• _VORLIEGENDER TEXT_:
....
# Allgemeine NetBeans Platform Module Frage



## Kr0e (21. Mrz 2011)

Hallo!

Habe gestern begonnen mich mal in die NetBeans Platform einzuarbeiten und bin schon ziemlich erstaunt was die ganze Zeit vor meiner Nase bei NetBeans verfuegbar war und ich dennoch nie angeschaut habe...

Nun gut, meine Frage:

Module sind ja praktisch Java-Packages. Also wenn ich z.B. ein Package (mit weiteren sub-Packages) names "com.app.demo.firstModule" habe und ein anderes Modul greift nun z.B. auf "com.app.demo.firstModule.x.y.z.test.java" zu,
dann ist doch die normale Vorgehensweise, dass ich diesem besagten Modul sage: Du hast eine Abhaengigkeit von 
Modul  "com.app.demo.firstModule", oder ? Ausserdem muss ja in die Java-Source auch noch die Importangabe...

Wo genau ist jetzt der Sinn von Modulen ? Ich dachte, er Sinn waere, dass vorallem die Wartbarkeit erhoeht wird oder bzw. dass mehrer Entwickler sich leichter "koordinieren" koennen, allerdings leuchtet mir das noch nicht ganz ein, da man ja IMMERNOCH die Importangaben hat, wodurch ja sowieso geklaert ist, welche Javafiles im besagten Modul vorhanden sein MUESSEN. Sprich wenn ich nun das 1. Modul iwie abaendere (z.B. die code-name-base aendere), dann muss Modul 2 ja auch wieder angepasst werden.
....
• _KURZE AUFGABE A_: Gib den Text über NetBeans-Module vollständig und wortgetreu wieder.
Der Text über NetBeans-Module und die Datensätze stehen in keinem Zusammenhang.
....
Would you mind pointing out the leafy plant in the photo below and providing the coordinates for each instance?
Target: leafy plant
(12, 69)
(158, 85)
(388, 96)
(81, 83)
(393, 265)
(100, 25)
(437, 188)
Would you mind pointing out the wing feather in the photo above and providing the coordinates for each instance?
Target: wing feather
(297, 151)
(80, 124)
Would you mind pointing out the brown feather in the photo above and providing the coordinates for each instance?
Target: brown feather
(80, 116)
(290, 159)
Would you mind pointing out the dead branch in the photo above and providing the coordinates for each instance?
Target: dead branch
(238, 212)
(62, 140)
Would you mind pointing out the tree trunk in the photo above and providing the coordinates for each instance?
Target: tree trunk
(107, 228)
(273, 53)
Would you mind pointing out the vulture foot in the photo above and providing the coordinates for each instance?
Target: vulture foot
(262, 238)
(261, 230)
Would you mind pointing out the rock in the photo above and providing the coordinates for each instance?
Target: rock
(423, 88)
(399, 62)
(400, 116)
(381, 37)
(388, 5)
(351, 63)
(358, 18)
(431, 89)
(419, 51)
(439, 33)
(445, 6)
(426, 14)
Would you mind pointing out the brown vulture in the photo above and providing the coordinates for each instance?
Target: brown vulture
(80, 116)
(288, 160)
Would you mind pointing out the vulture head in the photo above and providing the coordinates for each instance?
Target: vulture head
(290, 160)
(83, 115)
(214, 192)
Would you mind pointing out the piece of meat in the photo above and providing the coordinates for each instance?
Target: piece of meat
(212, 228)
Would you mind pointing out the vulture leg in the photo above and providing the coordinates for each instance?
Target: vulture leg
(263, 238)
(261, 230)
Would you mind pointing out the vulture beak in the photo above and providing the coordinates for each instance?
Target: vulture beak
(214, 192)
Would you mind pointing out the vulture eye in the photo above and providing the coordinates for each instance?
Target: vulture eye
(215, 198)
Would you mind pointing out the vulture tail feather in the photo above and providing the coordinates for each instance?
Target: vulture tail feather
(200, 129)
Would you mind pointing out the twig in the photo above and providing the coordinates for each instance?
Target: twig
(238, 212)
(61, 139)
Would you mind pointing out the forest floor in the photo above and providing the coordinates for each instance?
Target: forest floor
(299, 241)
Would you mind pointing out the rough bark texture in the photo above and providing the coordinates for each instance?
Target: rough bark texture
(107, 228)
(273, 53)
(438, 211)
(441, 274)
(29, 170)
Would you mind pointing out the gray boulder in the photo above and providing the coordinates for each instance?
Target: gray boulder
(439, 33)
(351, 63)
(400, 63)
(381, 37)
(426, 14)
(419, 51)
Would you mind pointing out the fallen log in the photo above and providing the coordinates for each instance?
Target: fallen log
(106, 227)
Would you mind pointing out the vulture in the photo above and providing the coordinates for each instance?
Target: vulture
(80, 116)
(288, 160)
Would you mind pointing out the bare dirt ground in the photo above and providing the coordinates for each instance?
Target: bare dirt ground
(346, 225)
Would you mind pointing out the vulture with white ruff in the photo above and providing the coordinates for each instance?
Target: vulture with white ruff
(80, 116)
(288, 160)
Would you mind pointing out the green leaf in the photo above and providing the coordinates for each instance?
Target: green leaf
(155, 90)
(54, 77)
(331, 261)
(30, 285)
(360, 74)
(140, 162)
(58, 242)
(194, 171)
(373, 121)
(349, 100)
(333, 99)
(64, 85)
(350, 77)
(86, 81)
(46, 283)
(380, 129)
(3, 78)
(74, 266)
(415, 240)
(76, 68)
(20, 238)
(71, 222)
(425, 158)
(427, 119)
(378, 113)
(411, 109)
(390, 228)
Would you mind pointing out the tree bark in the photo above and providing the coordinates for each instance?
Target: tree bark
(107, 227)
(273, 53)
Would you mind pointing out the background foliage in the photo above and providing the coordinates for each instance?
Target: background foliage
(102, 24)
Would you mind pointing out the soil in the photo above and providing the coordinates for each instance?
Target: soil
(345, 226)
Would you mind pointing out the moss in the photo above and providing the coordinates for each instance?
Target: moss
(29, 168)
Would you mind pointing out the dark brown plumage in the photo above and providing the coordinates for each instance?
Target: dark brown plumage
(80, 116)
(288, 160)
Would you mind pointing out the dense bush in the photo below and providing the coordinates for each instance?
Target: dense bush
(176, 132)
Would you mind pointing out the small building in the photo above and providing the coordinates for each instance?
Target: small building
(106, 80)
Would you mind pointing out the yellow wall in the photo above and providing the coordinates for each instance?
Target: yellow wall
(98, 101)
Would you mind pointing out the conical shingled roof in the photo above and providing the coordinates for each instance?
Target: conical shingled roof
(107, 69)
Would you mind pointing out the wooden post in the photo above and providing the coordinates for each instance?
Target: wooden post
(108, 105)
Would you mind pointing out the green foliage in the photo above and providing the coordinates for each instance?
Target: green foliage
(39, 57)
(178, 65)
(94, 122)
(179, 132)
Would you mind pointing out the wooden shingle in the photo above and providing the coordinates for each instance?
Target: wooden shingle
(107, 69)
....
• _KURZE AUFGABE B_: Schreibe aus den Datensätzen alle Zeilen von der Zeile mit „Would you mind pointing out the conical“ bis zum Ende der Datensätze ab, beide Enden eingeschlossen und ohne jede Änderung.

• _RICHTIGE ANTWORT A_:
# Allgemeine NetBeans Platform Module Frage



## Kr0e (21. Mrz 2011)

Hallo!

Habe gestern begonnen mich mal in die NetBeans Platform einzuarbeiten und bin schon ziemlich erstaunt was die ganze Zeit vor meiner Nase bei NetBeans verfuegbar war und ich dennoch nie angeschaut habe...

Nun gut, meine Frage:

Module sind ja praktisch Java-Packages. Also wenn ich z.B. ein Package (mit weiteren sub-Packages) names "com.app.demo.firstModule" habe und ein anderes Modul greift nun z.B. auf "com.app.demo.firstModule.x.y.z.test.java" zu,
dann ist doch die normale Vorgehensweise, dass ich diesem besagten Modul sage: Du hast eine Abhaengigkeit von 
Modul  "com.app.demo.firstModule", oder ? Ausserdem muss ja in die Java-Source auch noch die Importangabe...

Wo genau ist jetzt der Sinn von Modulen ? Ich dachte, er Sinn waere, dass vorallem die Wartbarkeit erhoeht wird oder bzw. dass mehrer Entwickler sich leichter "koordinieren" koennen, allerdings leuchtet mir das noch nicht ganz ein, da man ja IMMERNOCH die Importangaben hat, wodurch ja sowieso geklaert ist, welche Javafiles im besagten Modul vorhanden sein MUESSEN. Sprich wenn ich nun das 1. Modul iwie abaendere (z.B. die code-name-base aendere), dann muss Modul 2 ja auch wieder angepasst werden.

• _RICHTIGE ANTWORT B_:
Would you mind pointing out the conical shingled roof in the photo above and providing the coordinates for each instance?
Target: conical shingled roof
(107, 69)
Would you mind pointing out the wooden post in the photo above and providing the coordinates for each instance?
Target: wooden post
(108, 105)
Would you mind pointing out the green foliage in the photo above and providing the coordinates for each instance?
Target: green foliage
(39, 57)
(178, 65)
(94, 122)
(179, 132)
Would you mind pointing out the wooden shingle in the photo above and providing the coordinates for each instance?
Target: wooden shingle
(107, 69)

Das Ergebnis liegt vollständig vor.